§ **Selected passage**:
The PhD Student Who Didn't Know What She Was Missing
I am a PhD student at VUB working on H+c analysis for CMS experiment at CERN. My days are filled with ROOT histograms, machine learning models for jet tagging, endless debugging and lots of chats with Gemini, ChatGPT, and other AI models. I have trained neural networks, transformers: I thought I knew AI.
Then I took the 5-Day AI Agents Intensive Course, and realized: I had been using AI tools without understanding AI systems.
This was my first real AI course, and it changed everything.
Day 1: The Question That Broke My Brain
"What's the difference between an LLM and an agent?"
My honest first thought: "Aren't they the same thing?"
Then they showed the architecture: Planner, Executor, Memory, Evaluator.
And I saw myself. That's literally my research workflow:
Plan today's analysis strategy
Execute the code
Remember what failed yesterday
Evaluate if I'm making progress
I'm doing the agent loop manually: Every Single Day.
The realization: What if the system could do this reasoning autonomously?
Day 4: The Validation part
Later on Day 4, the course showed how to validate agent decisions.
As an experimental physicist, this felt familiar. We validate everything: multiple checks, cross-references etc.
The insight: Agents need the same rigor we apply to detector data. Not blind trust but systematic validation.
Day 5: Building My Advisory Panel
For my capstone project, I built an AI Advisory Panel: a multi-agent system where specialized agents collaborate to solve problems.
The concept: Instead of one agent trying to do everything, create a panel of experts:
One agent analyzes the problem
Another suggests solutions
A third evaluates trade-offs
They debate and reach consensus
I thought about my research group meetings: that's exactly what we do. Different people, different expertise, working toward the best answer.

§ **Actions to take**:
a) According to the post about the AI agents course, what four parts made up the agent architecture shown on Day 1?
b) Pick up the post about the AI agents course right after its final sentence and keep writing it.

§ **Extracted data**:
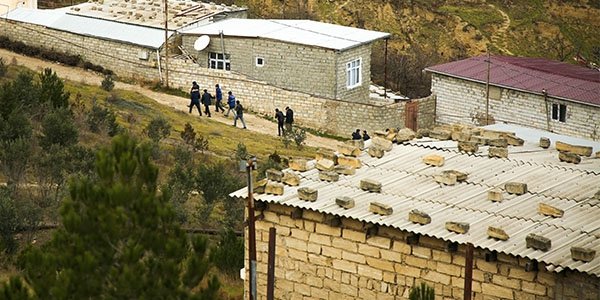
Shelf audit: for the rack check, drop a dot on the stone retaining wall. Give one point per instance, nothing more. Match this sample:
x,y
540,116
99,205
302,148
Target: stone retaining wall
x,y
121,58
462,101
348,259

§ **Results for each task**:
a) Planner, Executor, Memory, and Evaluator.

b)
Why I built it this way: I wanted to create something broadly useful, something that could help everyone regardless of their field. Everyone benefits from multiple perspectives.
Demo can be found here: https://youtu.be/hKYb8bk01AI
What Actually Changed
Before: I saw AI as passive tools waiting for my commands.
After: I see AI as systems I can design to reason, collaborate, and act autonomously.
The practical difference: I'm now thinking about building a full research partner agent: one that doesn't just execute tasks but actually collaborates on the physics. Something that can:
Suggest alternative analysis approaches I haven't considered.
Point out potential systematic issues before they become problems.
Help brainstorm solutions when I'm stuck.
Learn from my reasoning patterns and complement my thinking.
Not replacing me but Partnering with me.
What I'm Taking Forward
Now that I have built something general-purpose, I want to create my specialized research partner agent. Something deeply integrated with my analysis, that knows files, understands CMS detector, and can have actual scientific discussions with me. Still learning, still building.
Thank You
To Google and Kaggle: For making this accessible and intense. The daily structure worked perfectly.
To the Discord community: For the debugging help and the reminder that we are all figuring this out together.